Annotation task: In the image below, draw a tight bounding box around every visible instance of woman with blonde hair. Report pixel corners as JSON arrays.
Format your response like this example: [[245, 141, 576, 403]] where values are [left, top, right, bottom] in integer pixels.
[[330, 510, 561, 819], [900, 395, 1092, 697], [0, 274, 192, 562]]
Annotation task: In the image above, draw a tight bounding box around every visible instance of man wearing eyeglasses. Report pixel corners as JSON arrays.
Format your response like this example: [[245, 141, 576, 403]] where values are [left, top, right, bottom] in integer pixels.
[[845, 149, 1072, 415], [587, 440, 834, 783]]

┄┄┄┄┄┄

> **Aim of the task**:
Copy the lines above word for word.

> **Expected output**:
Annotation task: In the image below, draw a tight bounding box around every visible instance of woman with blonde hair. Report pixel corners as JSON arrays.
Format your response like this example: [[245, 141, 576, 403]] where values are [left, top, right, bottom] in integer pixels.
[[330, 510, 561, 819], [900, 395, 1092, 697], [0, 274, 192, 562]]
Annotation task: In the image above, draw a tight bounding box around every visible instance of man wearing eyeglasses. Report pixel corners as JSON arrays.
Format your response like this example: [[245, 141, 576, 403]] where values are [left, top, right, bottom] in integer pixels.
[[845, 149, 1072, 415], [587, 440, 834, 783]]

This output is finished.